start Given information
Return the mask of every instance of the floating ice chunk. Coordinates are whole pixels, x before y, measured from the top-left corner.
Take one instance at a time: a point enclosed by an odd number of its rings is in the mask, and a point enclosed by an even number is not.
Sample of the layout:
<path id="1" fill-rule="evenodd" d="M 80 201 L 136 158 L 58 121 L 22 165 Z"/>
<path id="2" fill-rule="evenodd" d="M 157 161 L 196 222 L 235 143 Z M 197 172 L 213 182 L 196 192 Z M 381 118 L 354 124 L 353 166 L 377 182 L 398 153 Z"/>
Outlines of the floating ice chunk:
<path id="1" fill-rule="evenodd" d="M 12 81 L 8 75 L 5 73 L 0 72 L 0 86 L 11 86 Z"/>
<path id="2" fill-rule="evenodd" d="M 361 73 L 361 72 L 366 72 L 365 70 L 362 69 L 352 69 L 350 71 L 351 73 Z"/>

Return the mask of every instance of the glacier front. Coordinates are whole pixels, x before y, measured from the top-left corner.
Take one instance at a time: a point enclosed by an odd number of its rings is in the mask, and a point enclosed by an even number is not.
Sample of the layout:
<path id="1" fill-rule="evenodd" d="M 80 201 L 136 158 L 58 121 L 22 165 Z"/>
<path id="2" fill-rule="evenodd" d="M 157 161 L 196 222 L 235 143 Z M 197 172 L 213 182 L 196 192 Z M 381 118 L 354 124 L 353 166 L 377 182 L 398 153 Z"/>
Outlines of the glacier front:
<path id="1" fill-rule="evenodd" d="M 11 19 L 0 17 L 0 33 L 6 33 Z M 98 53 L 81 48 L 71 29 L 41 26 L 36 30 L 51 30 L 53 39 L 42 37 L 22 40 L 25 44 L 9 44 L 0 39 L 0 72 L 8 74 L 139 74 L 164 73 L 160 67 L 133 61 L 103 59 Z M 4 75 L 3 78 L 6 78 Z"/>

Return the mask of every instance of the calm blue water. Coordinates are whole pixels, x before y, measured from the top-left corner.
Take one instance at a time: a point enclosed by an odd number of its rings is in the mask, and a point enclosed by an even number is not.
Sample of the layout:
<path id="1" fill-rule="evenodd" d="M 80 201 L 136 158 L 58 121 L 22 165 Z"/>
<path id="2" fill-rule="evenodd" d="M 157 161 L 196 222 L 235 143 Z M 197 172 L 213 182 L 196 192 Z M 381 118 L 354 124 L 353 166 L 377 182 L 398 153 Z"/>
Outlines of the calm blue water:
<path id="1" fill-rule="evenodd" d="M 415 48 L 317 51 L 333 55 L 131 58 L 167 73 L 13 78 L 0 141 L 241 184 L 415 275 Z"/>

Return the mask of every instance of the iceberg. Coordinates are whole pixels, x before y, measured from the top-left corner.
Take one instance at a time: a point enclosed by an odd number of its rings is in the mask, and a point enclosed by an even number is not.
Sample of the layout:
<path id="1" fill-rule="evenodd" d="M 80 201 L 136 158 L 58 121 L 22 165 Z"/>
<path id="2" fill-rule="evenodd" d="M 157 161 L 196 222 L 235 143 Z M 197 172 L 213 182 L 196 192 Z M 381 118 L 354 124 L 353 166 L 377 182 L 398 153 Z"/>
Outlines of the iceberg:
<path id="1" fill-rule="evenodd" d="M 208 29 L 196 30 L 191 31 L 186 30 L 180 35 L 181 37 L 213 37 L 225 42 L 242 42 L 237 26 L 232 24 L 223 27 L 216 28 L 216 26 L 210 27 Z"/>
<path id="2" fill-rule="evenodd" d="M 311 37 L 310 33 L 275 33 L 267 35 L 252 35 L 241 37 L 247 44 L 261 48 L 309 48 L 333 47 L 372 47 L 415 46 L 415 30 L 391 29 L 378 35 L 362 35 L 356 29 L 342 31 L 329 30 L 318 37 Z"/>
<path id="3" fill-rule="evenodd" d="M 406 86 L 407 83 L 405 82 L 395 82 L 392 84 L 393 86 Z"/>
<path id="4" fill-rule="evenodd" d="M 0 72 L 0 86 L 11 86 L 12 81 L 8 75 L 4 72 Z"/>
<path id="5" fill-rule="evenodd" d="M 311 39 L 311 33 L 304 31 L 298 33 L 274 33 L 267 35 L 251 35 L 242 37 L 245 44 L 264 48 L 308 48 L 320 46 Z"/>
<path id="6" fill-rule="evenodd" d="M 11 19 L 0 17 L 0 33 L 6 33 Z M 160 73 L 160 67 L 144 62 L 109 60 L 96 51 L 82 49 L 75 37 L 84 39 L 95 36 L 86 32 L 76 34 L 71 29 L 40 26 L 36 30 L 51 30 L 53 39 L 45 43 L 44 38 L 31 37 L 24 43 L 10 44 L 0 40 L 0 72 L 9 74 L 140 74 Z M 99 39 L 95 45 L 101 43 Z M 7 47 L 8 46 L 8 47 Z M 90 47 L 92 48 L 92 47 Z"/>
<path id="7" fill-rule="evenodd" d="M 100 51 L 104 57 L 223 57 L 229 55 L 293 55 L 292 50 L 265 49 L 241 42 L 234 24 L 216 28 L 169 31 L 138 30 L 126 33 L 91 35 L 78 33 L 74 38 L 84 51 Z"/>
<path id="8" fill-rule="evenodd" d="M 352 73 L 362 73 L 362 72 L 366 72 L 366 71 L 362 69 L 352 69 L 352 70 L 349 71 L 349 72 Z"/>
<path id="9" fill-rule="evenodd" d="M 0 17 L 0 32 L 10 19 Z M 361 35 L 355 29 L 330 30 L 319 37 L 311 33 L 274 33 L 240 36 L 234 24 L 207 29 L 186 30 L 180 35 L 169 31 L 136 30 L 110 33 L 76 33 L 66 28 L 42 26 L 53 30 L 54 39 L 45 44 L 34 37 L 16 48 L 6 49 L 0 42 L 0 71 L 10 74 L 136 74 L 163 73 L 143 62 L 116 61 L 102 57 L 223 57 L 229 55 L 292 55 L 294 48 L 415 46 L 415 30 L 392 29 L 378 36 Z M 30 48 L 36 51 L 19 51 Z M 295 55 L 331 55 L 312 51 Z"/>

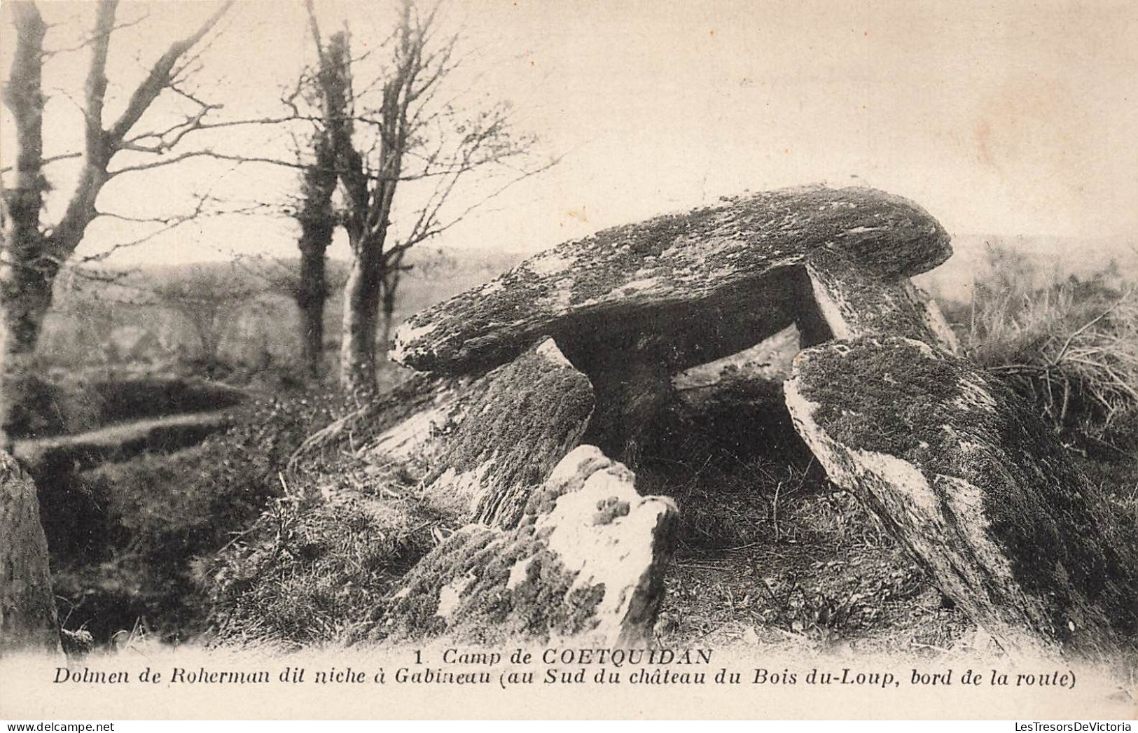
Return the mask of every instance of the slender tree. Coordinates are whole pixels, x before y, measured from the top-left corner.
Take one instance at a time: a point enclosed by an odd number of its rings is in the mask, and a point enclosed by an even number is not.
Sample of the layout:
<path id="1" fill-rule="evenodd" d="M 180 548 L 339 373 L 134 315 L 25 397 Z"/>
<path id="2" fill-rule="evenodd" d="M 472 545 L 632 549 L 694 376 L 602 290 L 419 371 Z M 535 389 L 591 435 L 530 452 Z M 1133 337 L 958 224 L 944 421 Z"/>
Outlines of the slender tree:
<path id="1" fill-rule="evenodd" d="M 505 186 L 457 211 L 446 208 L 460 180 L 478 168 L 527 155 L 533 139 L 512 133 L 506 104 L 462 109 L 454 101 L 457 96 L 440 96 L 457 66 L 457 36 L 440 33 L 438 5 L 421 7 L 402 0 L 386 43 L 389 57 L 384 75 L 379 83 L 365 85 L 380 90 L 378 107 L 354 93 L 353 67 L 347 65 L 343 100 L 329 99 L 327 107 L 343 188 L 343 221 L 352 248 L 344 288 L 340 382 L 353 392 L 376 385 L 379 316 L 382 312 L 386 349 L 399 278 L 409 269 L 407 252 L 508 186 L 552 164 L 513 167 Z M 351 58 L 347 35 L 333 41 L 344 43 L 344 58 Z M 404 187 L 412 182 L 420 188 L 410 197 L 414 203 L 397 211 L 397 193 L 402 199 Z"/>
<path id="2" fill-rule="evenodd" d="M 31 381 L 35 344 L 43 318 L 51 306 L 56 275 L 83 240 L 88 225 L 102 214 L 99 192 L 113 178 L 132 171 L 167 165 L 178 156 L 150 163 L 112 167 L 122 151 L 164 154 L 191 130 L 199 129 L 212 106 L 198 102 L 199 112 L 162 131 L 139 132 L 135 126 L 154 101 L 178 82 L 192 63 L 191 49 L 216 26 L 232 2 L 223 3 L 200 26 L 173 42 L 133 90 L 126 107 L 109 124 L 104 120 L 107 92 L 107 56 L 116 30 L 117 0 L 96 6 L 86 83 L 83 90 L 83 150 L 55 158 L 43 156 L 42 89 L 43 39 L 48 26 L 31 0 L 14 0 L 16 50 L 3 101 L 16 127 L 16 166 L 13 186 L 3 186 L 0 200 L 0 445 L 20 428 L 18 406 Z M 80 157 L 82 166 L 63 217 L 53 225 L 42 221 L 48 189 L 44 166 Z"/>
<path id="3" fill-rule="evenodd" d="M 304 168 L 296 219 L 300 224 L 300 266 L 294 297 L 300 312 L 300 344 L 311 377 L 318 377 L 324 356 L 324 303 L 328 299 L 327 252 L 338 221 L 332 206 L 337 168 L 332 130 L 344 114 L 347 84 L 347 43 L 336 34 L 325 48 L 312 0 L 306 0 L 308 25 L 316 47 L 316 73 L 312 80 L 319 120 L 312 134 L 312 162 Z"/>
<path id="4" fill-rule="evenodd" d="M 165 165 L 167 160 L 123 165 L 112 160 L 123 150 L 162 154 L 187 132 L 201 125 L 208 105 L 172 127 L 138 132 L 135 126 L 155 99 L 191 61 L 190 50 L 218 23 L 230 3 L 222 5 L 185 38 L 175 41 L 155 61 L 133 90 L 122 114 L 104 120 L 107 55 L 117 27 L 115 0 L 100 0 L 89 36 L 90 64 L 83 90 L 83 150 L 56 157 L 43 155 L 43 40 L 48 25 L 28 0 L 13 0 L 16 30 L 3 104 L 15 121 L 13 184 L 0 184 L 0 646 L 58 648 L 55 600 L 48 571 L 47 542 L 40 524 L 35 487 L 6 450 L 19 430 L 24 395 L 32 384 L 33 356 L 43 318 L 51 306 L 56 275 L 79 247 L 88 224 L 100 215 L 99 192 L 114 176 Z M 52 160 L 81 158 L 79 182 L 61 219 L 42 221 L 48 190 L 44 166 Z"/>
end Given information
Stated task: Which of the lines above contain the word "calm"? Pull out each of them in full.

Answer to this problem:
Return the mask of every instance of the calm blue water. Coordinates are whole pixels, x before y, measured from the top-left corner.
Outlines of the calm blue water:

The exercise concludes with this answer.